RECORD LIST:
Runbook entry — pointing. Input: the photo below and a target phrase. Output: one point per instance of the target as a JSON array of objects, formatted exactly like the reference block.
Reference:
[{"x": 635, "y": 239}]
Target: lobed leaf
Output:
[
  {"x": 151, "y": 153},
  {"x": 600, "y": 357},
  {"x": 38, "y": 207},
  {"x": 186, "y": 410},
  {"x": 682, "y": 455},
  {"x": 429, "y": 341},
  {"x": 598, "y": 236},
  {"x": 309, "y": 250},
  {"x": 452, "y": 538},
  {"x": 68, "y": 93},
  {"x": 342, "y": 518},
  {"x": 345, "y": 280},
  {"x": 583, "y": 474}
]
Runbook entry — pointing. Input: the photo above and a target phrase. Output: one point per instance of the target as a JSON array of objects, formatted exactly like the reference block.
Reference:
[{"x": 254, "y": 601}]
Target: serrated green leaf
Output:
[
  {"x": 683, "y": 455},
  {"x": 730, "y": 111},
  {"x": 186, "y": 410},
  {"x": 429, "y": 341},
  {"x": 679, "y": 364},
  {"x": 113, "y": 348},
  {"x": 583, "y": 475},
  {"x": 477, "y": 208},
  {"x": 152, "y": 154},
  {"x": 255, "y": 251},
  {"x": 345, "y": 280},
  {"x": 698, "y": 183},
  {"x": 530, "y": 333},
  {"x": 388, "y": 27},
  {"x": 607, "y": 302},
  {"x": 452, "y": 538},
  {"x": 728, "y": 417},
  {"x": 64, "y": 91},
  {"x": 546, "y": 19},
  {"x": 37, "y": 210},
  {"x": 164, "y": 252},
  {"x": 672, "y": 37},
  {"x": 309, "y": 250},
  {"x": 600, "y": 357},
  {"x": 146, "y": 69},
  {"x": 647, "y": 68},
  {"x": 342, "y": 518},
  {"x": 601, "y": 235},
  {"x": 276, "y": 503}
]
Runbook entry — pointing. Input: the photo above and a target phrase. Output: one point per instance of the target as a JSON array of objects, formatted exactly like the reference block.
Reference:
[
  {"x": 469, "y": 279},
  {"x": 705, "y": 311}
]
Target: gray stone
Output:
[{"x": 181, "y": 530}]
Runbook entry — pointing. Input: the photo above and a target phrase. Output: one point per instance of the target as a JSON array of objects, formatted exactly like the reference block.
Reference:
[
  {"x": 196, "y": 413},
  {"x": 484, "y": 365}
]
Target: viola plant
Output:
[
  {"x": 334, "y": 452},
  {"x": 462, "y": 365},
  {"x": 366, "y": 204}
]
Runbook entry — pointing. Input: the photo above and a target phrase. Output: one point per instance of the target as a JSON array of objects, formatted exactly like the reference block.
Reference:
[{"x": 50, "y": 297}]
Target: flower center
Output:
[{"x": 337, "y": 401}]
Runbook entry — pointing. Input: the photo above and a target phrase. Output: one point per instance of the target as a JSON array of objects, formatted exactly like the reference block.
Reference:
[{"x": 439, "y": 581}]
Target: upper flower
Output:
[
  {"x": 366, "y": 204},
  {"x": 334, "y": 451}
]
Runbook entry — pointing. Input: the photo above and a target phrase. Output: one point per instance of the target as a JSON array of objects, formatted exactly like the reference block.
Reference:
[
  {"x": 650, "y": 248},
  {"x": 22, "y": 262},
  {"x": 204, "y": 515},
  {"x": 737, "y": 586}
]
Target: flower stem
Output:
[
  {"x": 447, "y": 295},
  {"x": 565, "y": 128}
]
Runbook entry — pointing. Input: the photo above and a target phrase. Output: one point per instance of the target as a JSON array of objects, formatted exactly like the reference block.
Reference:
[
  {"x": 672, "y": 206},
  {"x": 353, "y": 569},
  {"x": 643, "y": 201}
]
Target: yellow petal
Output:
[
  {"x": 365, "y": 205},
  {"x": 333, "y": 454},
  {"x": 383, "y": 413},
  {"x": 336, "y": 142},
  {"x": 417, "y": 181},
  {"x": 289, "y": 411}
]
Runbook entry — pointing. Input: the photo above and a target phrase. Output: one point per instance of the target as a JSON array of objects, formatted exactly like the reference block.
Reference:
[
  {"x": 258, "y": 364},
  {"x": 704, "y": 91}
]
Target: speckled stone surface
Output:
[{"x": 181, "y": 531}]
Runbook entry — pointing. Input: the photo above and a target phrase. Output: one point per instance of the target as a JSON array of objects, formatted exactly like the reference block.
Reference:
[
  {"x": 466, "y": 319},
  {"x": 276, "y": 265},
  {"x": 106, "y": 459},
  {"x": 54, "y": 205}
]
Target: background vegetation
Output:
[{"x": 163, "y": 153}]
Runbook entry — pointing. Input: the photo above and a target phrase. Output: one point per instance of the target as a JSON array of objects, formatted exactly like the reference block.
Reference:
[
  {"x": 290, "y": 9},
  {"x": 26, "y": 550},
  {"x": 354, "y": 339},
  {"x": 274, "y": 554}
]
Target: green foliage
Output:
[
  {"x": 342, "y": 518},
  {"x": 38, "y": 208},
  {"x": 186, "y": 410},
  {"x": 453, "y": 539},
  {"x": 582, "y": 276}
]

---

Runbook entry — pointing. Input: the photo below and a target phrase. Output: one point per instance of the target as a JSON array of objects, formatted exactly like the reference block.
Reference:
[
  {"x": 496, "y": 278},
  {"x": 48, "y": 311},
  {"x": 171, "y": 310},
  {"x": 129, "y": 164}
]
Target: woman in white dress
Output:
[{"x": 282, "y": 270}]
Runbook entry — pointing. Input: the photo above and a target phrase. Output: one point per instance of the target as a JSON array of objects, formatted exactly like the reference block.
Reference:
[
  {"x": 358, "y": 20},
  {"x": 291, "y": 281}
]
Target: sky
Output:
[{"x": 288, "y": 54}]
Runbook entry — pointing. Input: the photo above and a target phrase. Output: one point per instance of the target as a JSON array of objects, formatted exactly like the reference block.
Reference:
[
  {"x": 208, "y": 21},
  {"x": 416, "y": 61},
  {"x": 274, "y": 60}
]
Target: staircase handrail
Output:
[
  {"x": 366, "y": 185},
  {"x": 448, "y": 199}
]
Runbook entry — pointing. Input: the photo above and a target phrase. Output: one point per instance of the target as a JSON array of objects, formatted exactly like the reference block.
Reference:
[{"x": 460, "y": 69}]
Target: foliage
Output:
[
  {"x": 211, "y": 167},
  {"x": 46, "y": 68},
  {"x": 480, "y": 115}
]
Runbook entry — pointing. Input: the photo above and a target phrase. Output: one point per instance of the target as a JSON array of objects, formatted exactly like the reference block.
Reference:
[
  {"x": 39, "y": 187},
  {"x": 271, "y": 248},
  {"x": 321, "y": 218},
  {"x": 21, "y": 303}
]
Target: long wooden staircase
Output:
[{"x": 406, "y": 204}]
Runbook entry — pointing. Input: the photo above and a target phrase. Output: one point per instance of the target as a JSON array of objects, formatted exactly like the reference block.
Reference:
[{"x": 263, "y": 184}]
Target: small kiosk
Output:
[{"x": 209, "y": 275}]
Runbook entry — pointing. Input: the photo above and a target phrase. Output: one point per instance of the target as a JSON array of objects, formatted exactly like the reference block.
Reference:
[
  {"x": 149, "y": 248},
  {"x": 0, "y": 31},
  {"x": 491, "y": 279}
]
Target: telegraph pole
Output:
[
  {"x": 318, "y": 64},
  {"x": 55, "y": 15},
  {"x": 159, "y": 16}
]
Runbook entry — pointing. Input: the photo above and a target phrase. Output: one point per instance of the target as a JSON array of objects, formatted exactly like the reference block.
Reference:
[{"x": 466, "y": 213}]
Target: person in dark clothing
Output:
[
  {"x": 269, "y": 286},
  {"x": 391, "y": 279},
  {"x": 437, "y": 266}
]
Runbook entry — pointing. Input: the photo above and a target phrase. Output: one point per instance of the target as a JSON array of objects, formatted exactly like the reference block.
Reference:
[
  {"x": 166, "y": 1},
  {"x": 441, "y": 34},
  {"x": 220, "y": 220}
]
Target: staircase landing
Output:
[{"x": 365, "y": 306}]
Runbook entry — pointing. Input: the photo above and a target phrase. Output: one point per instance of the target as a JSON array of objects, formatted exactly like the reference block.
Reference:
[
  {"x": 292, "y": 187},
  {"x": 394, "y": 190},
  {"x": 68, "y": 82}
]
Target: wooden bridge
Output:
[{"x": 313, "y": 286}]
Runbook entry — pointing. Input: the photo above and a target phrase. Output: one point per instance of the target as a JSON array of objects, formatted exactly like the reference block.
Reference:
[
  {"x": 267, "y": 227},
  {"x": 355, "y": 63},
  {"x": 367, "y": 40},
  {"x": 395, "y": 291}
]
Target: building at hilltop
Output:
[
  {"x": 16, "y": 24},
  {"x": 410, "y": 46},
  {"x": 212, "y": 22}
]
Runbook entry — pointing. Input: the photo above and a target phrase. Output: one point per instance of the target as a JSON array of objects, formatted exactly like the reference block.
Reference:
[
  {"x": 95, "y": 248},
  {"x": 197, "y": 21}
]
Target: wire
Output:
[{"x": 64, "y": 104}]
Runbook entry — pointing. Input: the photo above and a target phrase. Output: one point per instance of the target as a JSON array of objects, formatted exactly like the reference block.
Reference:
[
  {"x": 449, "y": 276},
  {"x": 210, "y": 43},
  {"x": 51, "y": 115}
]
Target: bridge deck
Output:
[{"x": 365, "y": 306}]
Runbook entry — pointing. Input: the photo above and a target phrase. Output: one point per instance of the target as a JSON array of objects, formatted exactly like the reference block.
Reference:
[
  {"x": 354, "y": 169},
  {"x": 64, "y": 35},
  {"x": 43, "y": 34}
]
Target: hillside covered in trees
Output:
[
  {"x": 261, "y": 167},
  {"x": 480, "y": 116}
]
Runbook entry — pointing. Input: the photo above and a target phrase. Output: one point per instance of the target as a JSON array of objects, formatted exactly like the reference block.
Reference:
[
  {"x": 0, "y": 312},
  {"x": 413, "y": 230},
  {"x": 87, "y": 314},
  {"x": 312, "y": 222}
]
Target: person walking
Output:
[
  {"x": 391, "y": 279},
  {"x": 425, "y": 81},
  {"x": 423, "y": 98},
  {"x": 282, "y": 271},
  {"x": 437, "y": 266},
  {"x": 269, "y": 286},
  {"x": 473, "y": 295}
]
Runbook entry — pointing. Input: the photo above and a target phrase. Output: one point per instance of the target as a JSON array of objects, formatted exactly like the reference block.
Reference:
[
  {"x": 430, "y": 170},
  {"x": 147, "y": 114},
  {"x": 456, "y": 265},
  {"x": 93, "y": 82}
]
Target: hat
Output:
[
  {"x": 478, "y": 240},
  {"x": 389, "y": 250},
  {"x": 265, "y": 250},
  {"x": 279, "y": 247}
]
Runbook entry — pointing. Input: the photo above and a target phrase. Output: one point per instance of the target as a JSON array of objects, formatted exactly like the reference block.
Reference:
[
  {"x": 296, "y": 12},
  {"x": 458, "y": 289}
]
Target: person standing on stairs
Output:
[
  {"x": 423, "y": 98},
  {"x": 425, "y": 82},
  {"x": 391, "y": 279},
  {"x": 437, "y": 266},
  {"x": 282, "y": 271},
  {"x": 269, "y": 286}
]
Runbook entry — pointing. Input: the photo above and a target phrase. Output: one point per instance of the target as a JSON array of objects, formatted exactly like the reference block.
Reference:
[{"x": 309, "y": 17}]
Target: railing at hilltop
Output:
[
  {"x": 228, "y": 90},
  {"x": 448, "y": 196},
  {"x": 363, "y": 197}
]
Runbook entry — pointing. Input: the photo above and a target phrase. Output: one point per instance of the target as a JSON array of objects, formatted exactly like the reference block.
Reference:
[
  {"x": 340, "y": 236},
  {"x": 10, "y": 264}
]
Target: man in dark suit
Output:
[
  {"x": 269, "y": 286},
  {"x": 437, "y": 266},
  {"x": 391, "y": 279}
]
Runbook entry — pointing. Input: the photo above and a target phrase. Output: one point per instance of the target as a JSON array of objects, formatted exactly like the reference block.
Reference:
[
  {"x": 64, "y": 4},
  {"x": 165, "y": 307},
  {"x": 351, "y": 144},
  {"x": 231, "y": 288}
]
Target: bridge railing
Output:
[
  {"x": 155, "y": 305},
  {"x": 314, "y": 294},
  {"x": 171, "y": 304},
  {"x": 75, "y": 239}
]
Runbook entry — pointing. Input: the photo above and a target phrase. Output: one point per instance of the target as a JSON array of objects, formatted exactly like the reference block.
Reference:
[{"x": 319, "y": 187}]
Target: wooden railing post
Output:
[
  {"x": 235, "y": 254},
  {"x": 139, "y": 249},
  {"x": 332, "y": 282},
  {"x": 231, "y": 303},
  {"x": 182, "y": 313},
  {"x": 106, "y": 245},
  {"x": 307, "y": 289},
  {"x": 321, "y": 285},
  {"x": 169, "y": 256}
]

WHAT NEEDS TO BE DONE: How many of the lines above contain the string "hilltop"? Count them and reply with the number only.

REPLY: 2